**The tasks**
1. Quote the Iowa Caucus app passage word for word, starting at "What happens when" and ending at "and validate the app?".
2. In the Iowa Caucus app passage, what two kinds of situations does the term "high-risk" stand for?

**Text passage**
—————

Quick note: In this section, I’m going to use “high-risk” as a shorthand for “situations without do-overs” and “situations with expensive do-overs.”
What happens when the website economic model is applied to a high-risk situation? Let’s pick an example completely at random: you are writing an app for reporting Iowa Caucus results. What steps will you take to write, test, and validate the app?
First, the engineering logistics: you must write both an Android app and an iPhone app. Reporting is a central requirement, so a server is necessary. The convoluted caucus rules must be coded into both the client and the server. The system must report results to an end-user; this is yet another interface that you must code. The Democratic Party probably has validation and reporting requirements that you must write into the app. Also, it’d be really bad if the server went down during the caucus, so you need to write some kind of observability into the system.
Next, how would you validate the app? One option is user testing. You would show hypothetical images of the app to potential users and ask them questions like, “What do you think this screen allows you to do?” and “If you wanted to accomplish $a_thing, what would you tap?”. Design always requires iteration, so you can expect several rounds of user testing before your mockups reflect a high-quality app. Big companies often perform several rounds of testing before implementing large features. Sometimes they cancel features based on this feedback, before they ever write a line of code. User testing is cheap. How hard is it to find 5 people to answer questions for 15 minutes for a $5 gift card? The only trick is finding users that are representative of Iowa Caucus volunteers.
Next, you need to verify the end-to-end experience: The app must be installed and set up. The Democratic Party must understand how to retrieve the results. A backup plan will be required in case the app fails. A good test might involve holding a “practice caucus” where a few Iowa Democratic Party operatives download the app and report results on a given date. This can uncover systemic problems or help set expectations. This could also be done in stages as parts of the product are implemented.
Next, the Internet is filled with bad actors. For instance, Russian groups famously ran a disinformation campaign across social media sites like Facebook, Reddit, and Twitter. You will need to ensure that they cannot interfere with the caucus. Can you verify that the results you receive are from Iowa caucusgoers? Also, the Internet is filled with people who will lie and cause damage just for the lulz. Can it withstand Denial of Service attacks? If it can’t, do you have a fallback plan? Who is responsible for declaring the fallback plan is in action and communicates that to the caucuses? What happens if individuals hack into the accounts of caucusgoers? If there are not security experts within the company, it’s plausible that an app that runs a caucus or election should undergo a full third-party security review.
Next, how do you ensure that there isn’t a bug in the software that misreports or misaggregates the results? Relatedly, the Democratic Party should also be suspicious of you: can the Democratic Party be confident of the results even if your company has a bad actor? The results should be auditable with paper backups.
Ok, let’s stop enumerating issues. You will require a lot of time and resources to validate that this working.

—————

**Data entries**
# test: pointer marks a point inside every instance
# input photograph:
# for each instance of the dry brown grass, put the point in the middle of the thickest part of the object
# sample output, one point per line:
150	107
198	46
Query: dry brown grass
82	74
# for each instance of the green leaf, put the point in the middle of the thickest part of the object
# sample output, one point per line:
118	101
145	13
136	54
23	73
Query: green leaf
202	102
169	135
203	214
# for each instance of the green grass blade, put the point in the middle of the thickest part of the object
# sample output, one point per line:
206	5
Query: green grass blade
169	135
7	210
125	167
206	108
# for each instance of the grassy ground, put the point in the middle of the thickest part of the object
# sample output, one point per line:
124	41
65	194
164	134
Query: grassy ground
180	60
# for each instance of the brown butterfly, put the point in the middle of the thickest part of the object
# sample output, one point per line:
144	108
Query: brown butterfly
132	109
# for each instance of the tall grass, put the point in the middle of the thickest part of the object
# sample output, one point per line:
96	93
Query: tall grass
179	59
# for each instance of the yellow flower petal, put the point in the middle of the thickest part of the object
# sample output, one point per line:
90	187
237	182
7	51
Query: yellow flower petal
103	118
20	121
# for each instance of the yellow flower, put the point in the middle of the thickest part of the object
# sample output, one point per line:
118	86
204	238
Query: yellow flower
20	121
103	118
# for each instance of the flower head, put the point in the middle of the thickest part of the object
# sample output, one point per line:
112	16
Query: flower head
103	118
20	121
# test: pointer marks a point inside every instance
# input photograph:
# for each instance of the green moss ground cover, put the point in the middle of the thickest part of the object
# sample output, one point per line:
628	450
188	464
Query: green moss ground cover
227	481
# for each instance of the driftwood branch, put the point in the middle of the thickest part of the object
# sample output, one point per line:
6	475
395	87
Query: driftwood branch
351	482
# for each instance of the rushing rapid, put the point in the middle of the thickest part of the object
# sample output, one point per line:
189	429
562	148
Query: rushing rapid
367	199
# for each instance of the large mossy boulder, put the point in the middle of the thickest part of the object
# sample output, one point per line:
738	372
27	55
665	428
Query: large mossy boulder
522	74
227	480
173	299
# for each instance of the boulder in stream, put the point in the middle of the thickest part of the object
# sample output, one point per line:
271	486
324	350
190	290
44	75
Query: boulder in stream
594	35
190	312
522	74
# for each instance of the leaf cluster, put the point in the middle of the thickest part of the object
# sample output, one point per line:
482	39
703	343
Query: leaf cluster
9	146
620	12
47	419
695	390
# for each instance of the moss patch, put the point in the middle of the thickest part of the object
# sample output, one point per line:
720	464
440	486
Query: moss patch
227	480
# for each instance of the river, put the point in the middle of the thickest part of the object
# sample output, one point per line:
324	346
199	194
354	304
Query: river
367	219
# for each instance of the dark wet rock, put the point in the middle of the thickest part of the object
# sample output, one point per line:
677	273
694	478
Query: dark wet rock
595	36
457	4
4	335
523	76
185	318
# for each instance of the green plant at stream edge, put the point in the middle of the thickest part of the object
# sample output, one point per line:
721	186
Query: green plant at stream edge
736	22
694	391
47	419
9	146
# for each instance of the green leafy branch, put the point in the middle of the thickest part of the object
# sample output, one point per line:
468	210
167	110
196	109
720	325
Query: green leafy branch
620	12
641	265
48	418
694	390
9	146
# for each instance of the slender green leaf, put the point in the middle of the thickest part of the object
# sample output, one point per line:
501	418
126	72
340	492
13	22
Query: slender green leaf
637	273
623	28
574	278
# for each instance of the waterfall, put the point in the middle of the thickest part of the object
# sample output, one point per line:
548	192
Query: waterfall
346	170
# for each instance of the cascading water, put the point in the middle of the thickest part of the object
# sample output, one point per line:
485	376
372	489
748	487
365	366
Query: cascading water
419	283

—————

**Responses for each task**
1.
What happens when the website economic model is applied to a high-risk situation? Let’s pick an example completely at random: you are writing an app for reporting Iowa Caucus results. What steps will you take to write, test, and validate the app?

2. Situations without do-overs and situations with expensive do-overs.